_DIRECTION_. In the data below, find the line containing "the dark green"; reproduce that line and all subsequent lines exactly, and nothing else.

Named-object pointing records:
============================================================
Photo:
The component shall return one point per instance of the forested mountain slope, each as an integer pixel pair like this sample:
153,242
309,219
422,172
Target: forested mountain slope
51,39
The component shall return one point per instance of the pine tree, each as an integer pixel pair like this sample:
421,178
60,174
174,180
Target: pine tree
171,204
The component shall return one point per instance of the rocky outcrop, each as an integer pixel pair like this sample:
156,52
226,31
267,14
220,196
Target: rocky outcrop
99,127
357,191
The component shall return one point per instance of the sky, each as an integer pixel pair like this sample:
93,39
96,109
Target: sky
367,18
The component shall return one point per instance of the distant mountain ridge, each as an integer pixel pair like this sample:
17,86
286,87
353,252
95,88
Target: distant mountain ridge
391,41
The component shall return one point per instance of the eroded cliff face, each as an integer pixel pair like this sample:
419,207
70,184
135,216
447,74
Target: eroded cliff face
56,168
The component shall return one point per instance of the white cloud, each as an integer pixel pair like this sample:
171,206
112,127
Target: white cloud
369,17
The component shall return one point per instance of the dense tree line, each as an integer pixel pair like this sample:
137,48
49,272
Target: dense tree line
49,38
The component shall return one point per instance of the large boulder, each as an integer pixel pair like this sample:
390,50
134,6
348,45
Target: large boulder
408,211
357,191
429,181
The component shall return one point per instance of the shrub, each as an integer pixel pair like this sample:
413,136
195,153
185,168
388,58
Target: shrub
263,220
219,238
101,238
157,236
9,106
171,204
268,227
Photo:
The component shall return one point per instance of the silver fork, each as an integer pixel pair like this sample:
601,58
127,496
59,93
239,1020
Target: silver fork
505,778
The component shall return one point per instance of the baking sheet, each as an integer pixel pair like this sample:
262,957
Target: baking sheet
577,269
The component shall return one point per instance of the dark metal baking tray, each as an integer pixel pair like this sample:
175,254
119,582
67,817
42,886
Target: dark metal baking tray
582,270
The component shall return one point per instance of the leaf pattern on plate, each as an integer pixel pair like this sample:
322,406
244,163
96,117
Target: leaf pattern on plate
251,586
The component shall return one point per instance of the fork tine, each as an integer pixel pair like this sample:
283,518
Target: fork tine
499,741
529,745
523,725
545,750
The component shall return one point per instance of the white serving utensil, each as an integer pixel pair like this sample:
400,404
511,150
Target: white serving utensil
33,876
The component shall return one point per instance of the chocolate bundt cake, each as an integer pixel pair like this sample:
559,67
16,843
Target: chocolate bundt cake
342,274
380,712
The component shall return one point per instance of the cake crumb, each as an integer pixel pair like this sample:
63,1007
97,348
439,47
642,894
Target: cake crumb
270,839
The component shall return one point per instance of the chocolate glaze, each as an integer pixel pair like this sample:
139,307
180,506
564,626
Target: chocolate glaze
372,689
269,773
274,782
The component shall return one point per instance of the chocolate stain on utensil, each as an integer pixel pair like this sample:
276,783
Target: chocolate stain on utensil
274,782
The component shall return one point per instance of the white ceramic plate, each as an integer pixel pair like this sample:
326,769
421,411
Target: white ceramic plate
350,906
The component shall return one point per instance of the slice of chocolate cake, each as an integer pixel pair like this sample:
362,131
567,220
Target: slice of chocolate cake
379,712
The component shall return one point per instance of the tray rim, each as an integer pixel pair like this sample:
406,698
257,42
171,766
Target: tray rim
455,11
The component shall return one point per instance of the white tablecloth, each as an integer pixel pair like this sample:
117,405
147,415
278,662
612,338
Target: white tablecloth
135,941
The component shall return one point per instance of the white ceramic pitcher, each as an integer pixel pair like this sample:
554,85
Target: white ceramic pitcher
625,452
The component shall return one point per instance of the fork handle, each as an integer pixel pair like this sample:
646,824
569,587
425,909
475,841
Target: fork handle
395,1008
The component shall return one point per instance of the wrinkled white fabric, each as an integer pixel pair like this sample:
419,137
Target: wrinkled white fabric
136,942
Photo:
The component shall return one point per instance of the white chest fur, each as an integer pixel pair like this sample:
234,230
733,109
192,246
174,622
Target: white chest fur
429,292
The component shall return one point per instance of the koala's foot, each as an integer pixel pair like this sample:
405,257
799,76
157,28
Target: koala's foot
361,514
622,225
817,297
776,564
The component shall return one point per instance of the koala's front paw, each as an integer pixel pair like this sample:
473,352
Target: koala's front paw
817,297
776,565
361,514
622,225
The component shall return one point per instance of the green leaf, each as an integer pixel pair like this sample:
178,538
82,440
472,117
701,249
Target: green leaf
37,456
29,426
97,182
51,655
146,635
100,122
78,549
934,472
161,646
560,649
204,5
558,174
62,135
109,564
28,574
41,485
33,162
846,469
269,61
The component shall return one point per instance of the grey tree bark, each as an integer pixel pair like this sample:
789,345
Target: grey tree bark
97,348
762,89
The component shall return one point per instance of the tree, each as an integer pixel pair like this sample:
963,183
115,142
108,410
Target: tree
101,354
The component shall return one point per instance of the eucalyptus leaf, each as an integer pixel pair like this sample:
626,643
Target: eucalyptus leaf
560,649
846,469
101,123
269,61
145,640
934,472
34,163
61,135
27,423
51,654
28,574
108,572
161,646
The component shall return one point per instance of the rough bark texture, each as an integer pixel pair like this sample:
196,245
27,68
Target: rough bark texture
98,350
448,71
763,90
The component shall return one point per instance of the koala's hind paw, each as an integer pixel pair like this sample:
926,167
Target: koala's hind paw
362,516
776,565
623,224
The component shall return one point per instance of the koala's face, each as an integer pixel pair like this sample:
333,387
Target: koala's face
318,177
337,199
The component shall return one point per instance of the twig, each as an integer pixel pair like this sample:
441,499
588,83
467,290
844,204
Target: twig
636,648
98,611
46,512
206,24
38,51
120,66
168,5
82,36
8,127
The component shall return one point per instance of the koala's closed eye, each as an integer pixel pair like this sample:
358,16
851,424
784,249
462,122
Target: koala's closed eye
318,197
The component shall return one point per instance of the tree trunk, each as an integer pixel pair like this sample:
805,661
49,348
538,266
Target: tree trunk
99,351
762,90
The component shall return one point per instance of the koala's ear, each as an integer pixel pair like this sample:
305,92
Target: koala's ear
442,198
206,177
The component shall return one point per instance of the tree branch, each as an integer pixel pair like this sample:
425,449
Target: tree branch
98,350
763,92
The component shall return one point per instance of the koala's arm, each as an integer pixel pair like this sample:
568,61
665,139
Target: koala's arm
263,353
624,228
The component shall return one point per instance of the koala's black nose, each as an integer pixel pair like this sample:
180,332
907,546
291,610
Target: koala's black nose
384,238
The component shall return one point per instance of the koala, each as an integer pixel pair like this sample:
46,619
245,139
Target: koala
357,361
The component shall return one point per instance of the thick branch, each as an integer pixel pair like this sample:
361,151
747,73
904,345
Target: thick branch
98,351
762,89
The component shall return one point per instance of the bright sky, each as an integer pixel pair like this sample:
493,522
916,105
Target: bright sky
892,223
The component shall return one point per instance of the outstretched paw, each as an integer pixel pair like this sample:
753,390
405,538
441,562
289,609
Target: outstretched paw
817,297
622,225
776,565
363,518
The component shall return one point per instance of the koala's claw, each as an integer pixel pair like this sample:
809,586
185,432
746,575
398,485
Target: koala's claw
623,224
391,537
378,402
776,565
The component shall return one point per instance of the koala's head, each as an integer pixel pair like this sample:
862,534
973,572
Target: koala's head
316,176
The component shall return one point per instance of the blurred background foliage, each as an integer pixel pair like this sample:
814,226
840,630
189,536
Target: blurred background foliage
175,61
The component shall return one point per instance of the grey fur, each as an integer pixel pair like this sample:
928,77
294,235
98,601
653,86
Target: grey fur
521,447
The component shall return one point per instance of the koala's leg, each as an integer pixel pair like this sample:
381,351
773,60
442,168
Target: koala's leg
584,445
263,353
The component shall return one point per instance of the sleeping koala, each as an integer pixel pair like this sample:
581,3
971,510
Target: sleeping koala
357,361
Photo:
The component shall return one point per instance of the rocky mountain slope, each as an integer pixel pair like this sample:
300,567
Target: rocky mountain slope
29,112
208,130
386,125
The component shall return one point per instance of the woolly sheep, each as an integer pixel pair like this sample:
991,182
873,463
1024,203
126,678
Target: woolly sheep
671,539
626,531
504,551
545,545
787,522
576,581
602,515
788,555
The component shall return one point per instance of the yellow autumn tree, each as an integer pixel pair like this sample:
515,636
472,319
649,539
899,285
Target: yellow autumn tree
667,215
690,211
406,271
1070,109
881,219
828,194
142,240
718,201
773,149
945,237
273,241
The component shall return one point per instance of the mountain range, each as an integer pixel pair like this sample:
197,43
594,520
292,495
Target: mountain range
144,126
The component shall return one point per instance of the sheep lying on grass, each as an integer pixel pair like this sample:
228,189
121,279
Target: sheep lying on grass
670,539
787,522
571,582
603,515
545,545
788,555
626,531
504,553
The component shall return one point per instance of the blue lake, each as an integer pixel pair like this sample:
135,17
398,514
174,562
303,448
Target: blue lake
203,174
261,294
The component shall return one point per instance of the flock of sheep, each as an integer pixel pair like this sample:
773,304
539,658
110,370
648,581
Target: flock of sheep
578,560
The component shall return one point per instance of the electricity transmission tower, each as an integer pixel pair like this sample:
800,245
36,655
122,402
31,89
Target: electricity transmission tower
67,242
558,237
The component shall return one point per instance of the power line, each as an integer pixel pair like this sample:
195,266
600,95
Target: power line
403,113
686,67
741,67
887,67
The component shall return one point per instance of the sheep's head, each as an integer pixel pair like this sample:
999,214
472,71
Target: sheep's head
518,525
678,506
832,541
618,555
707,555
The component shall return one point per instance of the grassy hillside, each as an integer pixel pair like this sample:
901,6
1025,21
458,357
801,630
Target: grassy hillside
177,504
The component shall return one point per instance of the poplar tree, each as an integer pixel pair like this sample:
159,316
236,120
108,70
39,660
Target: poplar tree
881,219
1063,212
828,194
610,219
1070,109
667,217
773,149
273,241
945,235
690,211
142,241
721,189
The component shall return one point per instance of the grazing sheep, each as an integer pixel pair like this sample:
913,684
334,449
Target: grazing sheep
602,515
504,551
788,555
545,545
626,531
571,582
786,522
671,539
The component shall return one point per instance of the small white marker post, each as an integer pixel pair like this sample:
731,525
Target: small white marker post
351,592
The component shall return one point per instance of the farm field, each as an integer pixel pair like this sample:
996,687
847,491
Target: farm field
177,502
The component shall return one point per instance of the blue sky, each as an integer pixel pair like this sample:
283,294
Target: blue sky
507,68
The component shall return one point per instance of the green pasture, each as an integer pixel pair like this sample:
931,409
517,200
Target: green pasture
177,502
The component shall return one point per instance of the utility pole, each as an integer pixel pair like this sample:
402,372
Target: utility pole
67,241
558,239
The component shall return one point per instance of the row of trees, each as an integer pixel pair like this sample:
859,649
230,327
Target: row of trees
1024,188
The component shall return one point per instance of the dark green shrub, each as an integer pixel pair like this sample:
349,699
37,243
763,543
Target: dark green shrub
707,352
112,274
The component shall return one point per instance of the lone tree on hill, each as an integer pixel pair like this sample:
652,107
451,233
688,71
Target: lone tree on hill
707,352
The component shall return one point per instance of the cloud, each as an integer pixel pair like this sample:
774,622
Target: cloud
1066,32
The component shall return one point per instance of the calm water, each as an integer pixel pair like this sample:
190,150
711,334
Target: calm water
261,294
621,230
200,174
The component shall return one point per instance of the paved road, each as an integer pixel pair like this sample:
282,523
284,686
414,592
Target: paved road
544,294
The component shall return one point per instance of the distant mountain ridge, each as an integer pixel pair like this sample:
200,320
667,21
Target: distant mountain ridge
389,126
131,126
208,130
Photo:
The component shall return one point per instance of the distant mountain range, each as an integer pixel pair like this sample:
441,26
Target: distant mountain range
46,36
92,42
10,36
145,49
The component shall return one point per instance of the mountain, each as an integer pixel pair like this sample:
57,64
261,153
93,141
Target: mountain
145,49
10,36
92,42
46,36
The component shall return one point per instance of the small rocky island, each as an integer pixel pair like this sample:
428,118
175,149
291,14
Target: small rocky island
============================================================
_OUTPUT_.
The component shall return one point per instance of the dark green shrub, each as an integer pixel pair like this sample:
349,699
37,243
763,543
Target: dark green shrub
707,352
112,274
The component shall return one point per instance of the lone tree on hill, each as an integer pixel pair like this sample:
652,107
451,233
688,71
Target: lone tree on hill
707,352
The component shall return one point per instance of the cloud, each as an integer pixel pair like this sample:
774,622
Target: cloud
1066,32
The component shall return one point per instance of the calm water, each as an integer pixel pair like this sample:
190,150
711,334
Target: calm water
261,294
621,230
200,174
The component shall return one point per instance of the paved road, each as an integer pixel pair like this sample:
282,523
284,686
414,592
Target: paved road
544,294
The component shall return one point per instance of the distant mountain ridge, each as an integer pixel pair like this sample:
200,320
667,21
Target: distant mountain ridge
389,126
131,126
208,130
Photo:
The component shall return one point per instance of the distant mountain range, each as an integer pixel pair like this sample:
441,26
Target: distant mountain range
46,36
92,42
10,36
145,49
The component shall return one point per instance of the mountain, each as an integer pixel pair like this sample:
57,64
261,153
93,141
Target: mountain
145,49
10,36
92,42
46,36
The component shall return one point per instance of the small rocky island, each as an integer pixel pair like this sample:
428,118
175,149
291,14
Target: small rocky island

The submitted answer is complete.